## What is asked
Present every item below as a numbered list, omitting any blank lines.

↓↓↓

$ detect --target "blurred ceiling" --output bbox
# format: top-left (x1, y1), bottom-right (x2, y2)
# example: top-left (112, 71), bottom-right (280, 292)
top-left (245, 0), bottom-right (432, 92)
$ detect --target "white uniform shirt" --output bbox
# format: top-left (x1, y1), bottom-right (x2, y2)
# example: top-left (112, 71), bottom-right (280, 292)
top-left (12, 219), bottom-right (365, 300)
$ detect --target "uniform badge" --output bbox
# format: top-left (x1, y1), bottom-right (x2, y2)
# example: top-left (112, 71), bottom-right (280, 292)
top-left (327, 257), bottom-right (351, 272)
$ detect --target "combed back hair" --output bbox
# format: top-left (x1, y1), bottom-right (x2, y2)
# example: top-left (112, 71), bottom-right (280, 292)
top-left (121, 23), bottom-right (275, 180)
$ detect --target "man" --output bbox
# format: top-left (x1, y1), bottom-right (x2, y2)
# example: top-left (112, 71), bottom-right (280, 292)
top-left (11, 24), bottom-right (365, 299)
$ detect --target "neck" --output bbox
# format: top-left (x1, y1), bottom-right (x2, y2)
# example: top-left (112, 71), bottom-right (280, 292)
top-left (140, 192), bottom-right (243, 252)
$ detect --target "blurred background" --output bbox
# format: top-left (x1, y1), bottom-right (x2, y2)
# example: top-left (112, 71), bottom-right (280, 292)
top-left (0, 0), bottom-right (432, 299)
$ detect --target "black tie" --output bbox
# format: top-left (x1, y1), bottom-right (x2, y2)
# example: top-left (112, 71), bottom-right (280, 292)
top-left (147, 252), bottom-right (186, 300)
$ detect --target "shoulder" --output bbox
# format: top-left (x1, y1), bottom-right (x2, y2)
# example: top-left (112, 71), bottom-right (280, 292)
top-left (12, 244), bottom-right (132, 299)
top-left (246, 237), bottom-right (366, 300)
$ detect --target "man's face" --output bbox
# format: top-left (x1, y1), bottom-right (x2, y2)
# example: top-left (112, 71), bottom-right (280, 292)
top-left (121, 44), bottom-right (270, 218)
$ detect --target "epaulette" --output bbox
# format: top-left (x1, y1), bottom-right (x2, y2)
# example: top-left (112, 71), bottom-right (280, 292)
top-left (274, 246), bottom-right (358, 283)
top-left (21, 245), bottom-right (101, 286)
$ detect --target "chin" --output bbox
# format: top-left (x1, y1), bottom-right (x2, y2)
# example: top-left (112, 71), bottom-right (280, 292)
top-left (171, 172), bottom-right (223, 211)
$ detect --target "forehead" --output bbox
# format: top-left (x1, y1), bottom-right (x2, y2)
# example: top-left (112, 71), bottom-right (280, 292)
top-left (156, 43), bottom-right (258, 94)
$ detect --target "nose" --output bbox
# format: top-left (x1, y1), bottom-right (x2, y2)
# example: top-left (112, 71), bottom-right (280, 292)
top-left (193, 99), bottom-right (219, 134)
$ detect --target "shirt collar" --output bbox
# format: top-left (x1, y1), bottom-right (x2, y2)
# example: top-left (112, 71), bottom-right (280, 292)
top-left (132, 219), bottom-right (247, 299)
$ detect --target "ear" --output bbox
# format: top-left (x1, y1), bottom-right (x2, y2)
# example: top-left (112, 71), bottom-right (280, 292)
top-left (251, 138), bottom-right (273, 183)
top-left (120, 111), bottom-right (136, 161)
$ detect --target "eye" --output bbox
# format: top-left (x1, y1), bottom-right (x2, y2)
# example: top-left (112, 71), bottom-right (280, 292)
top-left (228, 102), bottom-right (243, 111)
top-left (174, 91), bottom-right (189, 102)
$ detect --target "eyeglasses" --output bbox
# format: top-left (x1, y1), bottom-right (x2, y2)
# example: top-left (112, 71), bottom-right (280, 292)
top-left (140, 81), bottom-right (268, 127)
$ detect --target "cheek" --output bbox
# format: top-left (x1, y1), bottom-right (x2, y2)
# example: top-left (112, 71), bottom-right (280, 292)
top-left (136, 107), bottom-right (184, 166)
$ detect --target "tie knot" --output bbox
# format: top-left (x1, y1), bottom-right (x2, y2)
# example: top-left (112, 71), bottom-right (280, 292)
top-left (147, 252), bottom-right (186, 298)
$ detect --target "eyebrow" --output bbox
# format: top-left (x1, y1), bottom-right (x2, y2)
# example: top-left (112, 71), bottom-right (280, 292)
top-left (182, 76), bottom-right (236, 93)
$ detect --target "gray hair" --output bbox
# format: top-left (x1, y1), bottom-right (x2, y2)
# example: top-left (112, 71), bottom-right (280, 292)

↑↑↑

## Completed task
1. $ detect --target "blurred ceiling" --output bbox
2. # format: top-left (x1, y1), bottom-right (x2, y2)
3. # example: top-left (112, 71), bottom-right (280, 292)
4. top-left (245, 0), bottom-right (432, 92)
5. $ detect --target "white uniform shirt" --output bbox
6. # format: top-left (x1, y1), bottom-right (x2, y2)
7. # example: top-left (112, 71), bottom-right (280, 292)
8. top-left (12, 219), bottom-right (365, 300)
9. $ detect --target "uniform badge" --output bbox
10. # format: top-left (x1, y1), bottom-right (x2, y2)
11. # example: top-left (112, 71), bottom-right (280, 292)
12. top-left (327, 257), bottom-right (351, 272)
13. $ detect --target "combed back hair" --output bbox
14. # format: top-left (x1, y1), bottom-right (x2, y2)
15. # example: top-left (112, 71), bottom-right (280, 292)
16. top-left (121, 23), bottom-right (275, 180)
17. $ detect --target "man" --output bbox
18. # format: top-left (x1, y1), bottom-right (x2, y2)
19. # example: top-left (112, 71), bottom-right (280, 292)
20. top-left (11, 24), bottom-right (365, 299)
21. $ detect --target "neck" --output bbox
22. # format: top-left (x1, y1), bottom-right (x2, y2)
23. # example: top-left (112, 71), bottom-right (280, 292)
24. top-left (140, 192), bottom-right (243, 252)
25. $ detect --target "blurred background" --output bbox
26. # format: top-left (x1, y1), bottom-right (x2, y2)
27. # example: top-left (112, 71), bottom-right (280, 292)
28. top-left (0, 0), bottom-right (432, 299)
29. $ detect --target "black tie" --output bbox
30. # format: top-left (x1, y1), bottom-right (x2, y2)
31. # example: top-left (112, 71), bottom-right (280, 292)
32. top-left (147, 252), bottom-right (186, 300)
33. $ detect --target "shoulder" --output bbox
34. # format: top-left (x1, y1), bottom-right (x2, y2)
35. # example: top-left (112, 71), bottom-right (280, 292)
36. top-left (12, 244), bottom-right (132, 299)
37. top-left (246, 237), bottom-right (366, 300)
38. $ detect --target "man's face" --output bbox
39. # format: top-left (x1, y1), bottom-right (x2, y2)
40. # example: top-left (112, 71), bottom-right (280, 292)
41. top-left (121, 44), bottom-right (270, 218)
42. $ detect --target "epaulette" --output bbox
43. # format: top-left (x1, y1), bottom-right (x2, y2)
44. # example: top-left (112, 71), bottom-right (280, 292)
45. top-left (274, 246), bottom-right (358, 283)
46. top-left (21, 245), bottom-right (101, 286)
47. $ detect --target "chin" --output bbox
48. # format: top-left (x1, y1), bottom-right (x2, y2)
49. # example: top-left (112, 71), bottom-right (280, 292)
50. top-left (171, 172), bottom-right (223, 211)
51. $ detect --target "forehead" --output bbox
52. # format: top-left (x1, y1), bottom-right (x2, y2)
53. # example: top-left (112, 71), bottom-right (280, 292)
54. top-left (156, 43), bottom-right (258, 94)
55. $ detect --target "nose" --output bbox
56. # format: top-left (x1, y1), bottom-right (x2, y2)
57. # example: top-left (112, 71), bottom-right (280, 292)
58. top-left (193, 99), bottom-right (219, 134)
59. $ detect --target "shirt collar" --output bbox
60. # format: top-left (x1, y1), bottom-right (x2, y2)
61. # example: top-left (112, 71), bottom-right (280, 292)
62. top-left (132, 219), bottom-right (247, 299)
63. $ detect --target "ear" --output bbox
64. # format: top-left (x1, y1), bottom-right (x2, y2)
65. # example: top-left (112, 71), bottom-right (280, 292)
66. top-left (251, 138), bottom-right (273, 183)
67. top-left (120, 111), bottom-right (136, 161)
68. $ detect --target "eye" --output bbox
69. # format: top-left (x1, y1), bottom-right (x2, y2)
70. # example: top-left (112, 71), bottom-right (280, 292)
71. top-left (228, 102), bottom-right (243, 111)
72. top-left (174, 91), bottom-right (189, 102)
73. $ detect --target "eyeglasses" --output bbox
74. # format: top-left (x1, y1), bottom-right (x2, y2)
75. # example: top-left (112, 71), bottom-right (280, 292)
76. top-left (140, 81), bottom-right (268, 127)
77. $ detect --target "cheek" --output bbox
78. # format: top-left (x1, y1), bottom-right (x2, y2)
79. # example: top-left (112, 71), bottom-right (280, 292)
80. top-left (136, 107), bottom-right (184, 166)
81. $ detect --target "tie knot" --output bbox
82. # format: top-left (x1, y1), bottom-right (x2, y2)
83. # example: top-left (112, 71), bottom-right (280, 292)
84. top-left (147, 252), bottom-right (186, 298)
85. $ detect --target "eyebrow" --output bbox
86. # format: top-left (x1, y1), bottom-right (x2, y2)
87. # example: top-left (112, 71), bottom-right (280, 292)
88. top-left (182, 76), bottom-right (236, 93)
89. $ detect --target "gray hair" --output bbox
90. # format: top-left (x1, y1), bottom-right (x2, y2)
91. # example: top-left (112, 71), bottom-right (280, 292)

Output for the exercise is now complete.